§ BRIEF:
Echo the lines of the listing below word for word, from the line with "Could you kindly indicate each instance of the red" to the line with "<point>130,204</point>", both included.

(Dataset records about object locations)
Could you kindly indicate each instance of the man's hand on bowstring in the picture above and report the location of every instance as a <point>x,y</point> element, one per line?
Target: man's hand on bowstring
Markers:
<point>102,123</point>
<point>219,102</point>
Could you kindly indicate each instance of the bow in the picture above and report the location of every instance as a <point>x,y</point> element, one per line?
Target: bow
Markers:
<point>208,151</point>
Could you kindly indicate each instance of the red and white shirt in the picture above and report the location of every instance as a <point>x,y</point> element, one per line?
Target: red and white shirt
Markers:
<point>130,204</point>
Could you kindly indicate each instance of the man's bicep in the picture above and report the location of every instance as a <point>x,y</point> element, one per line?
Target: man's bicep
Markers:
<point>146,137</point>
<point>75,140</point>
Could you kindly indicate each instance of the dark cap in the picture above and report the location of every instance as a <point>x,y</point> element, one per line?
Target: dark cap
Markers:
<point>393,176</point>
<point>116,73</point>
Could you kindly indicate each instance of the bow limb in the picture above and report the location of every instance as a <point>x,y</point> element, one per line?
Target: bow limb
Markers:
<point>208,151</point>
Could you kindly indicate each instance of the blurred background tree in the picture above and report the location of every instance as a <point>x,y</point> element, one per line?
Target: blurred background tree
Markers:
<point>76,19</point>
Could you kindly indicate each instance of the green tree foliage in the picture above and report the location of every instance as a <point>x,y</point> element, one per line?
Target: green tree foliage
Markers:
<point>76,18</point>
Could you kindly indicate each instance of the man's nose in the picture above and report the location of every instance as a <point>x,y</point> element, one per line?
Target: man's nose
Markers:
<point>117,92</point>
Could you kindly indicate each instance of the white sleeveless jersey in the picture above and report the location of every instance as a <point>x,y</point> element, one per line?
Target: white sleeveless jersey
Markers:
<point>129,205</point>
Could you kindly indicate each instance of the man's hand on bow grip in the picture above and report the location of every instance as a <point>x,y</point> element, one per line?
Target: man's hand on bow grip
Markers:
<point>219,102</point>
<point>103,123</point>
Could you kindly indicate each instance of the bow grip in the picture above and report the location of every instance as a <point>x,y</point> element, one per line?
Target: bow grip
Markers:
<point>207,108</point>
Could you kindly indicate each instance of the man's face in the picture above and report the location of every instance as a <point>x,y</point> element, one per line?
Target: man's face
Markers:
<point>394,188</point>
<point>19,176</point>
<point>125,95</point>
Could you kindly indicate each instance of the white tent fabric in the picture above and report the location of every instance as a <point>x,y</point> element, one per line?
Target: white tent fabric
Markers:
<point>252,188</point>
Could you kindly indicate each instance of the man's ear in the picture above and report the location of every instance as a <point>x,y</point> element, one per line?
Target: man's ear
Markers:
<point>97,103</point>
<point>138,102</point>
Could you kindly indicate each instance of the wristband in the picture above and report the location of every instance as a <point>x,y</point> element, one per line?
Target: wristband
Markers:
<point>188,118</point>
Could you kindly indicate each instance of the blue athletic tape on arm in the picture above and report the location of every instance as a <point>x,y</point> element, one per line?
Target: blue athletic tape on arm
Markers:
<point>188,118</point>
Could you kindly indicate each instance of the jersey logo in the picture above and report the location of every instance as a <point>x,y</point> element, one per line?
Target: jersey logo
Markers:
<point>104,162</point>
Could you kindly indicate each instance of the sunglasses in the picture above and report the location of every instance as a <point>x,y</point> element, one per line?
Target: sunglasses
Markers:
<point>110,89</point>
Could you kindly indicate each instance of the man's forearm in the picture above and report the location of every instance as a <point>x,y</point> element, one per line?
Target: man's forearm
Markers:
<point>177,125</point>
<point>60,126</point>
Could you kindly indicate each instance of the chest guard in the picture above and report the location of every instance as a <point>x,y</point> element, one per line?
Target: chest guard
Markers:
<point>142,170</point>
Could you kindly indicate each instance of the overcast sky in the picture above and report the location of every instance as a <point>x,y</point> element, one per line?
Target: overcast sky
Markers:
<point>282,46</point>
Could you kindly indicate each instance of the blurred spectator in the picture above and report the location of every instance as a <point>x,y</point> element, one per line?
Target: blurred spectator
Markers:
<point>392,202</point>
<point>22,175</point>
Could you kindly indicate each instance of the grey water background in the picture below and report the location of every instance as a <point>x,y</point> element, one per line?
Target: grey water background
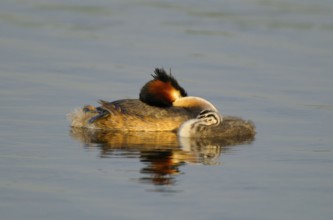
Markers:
<point>265,60</point>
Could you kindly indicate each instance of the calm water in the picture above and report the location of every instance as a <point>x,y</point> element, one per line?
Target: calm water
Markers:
<point>265,60</point>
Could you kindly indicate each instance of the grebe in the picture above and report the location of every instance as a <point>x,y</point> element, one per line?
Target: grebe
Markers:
<point>163,105</point>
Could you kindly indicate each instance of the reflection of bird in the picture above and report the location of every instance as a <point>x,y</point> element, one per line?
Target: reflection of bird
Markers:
<point>163,106</point>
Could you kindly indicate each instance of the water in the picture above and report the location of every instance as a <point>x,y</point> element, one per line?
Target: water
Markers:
<point>269,61</point>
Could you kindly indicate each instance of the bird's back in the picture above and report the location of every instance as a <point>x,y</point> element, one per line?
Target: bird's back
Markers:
<point>133,114</point>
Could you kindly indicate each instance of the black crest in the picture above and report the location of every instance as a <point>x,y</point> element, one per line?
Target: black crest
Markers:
<point>157,99</point>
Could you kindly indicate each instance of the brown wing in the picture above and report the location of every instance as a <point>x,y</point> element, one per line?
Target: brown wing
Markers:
<point>132,114</point>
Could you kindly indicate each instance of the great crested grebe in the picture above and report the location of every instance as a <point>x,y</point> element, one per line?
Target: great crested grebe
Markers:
<point>163,106</point>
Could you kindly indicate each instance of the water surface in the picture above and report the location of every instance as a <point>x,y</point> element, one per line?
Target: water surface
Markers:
<point>265,60</point>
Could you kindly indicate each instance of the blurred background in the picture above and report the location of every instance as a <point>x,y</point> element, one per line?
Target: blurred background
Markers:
<point>269,61</point>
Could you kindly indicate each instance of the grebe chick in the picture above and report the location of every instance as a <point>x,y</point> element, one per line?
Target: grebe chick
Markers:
<point>209,124</point>
<point>205,119</point>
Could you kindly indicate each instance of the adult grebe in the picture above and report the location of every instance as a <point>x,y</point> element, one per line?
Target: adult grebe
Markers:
<point>163,106</point>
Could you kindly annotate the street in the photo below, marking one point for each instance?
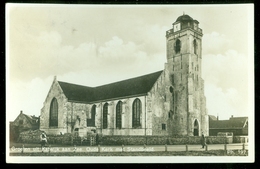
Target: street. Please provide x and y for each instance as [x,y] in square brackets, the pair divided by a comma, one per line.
[129,148]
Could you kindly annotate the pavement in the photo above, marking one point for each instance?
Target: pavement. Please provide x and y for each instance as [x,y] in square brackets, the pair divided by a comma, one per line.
[128,148]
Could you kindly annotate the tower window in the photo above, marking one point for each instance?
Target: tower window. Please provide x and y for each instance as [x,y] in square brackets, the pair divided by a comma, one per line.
[195,46]
[119,115]
[177,46]
[105,113]
[91,121]
[137,109]
[54,113]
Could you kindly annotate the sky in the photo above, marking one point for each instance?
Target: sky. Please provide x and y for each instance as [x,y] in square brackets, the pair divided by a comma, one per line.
[93,45]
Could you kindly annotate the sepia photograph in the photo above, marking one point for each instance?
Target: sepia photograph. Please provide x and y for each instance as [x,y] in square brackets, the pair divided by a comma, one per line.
[129,83]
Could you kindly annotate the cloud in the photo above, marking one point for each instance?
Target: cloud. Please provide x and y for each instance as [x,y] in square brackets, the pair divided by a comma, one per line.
[215,43]
[226,83]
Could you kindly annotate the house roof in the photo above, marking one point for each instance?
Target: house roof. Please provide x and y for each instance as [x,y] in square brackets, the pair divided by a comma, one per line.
[232,123]
[134,86]
[211,117]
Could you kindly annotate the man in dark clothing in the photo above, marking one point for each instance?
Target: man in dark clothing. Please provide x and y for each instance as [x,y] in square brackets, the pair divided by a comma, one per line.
[203,140]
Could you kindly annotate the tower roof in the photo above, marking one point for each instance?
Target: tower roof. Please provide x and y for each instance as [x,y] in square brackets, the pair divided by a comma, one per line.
[184,18]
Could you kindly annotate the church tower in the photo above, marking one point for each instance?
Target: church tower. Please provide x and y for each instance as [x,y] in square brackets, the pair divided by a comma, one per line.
[184,54]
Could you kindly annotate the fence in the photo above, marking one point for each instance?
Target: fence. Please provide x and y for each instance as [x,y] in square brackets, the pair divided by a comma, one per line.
[228,148]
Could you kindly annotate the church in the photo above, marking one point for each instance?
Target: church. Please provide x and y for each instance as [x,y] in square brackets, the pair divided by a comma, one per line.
[167,102]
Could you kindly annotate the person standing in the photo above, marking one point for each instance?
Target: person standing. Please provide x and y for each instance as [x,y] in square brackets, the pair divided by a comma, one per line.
[43,140]
[203,140]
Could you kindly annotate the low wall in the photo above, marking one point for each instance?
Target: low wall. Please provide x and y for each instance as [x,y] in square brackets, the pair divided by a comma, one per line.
[33,136]
[162,140]
[240,139]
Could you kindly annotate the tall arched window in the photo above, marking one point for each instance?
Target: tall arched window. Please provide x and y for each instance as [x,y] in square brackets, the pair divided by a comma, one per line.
[195,46]
[177,46]
[91,121]
[54,113]
[119,115]
[105,112]
[137,110]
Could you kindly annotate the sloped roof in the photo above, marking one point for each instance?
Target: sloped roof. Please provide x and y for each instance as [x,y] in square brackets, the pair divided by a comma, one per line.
[31,119]
[129,87]
[211,117]
[77,92]
[228,124]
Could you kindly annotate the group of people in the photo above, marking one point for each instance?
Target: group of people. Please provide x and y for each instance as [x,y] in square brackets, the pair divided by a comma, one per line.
[43,140]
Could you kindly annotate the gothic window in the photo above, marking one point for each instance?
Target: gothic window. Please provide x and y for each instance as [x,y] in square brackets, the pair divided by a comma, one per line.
[91,121]
[163,126]
[137,110]
[20,122]
[105,112]
[177,46]
[195,46]
[119,115]
[54,113]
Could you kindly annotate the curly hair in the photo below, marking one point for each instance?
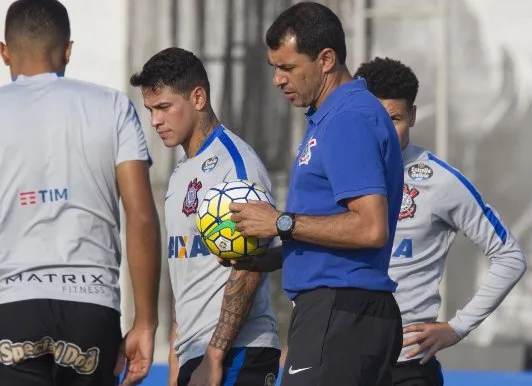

§ WRITTEN ANSWER:
Could you kindly indicate each instance of the red and white shirt in the picture above and report the location of every instance as a <point>x,y</point> element, one per line?
Target: red and white shirt
Markers:
<point>130,204</point>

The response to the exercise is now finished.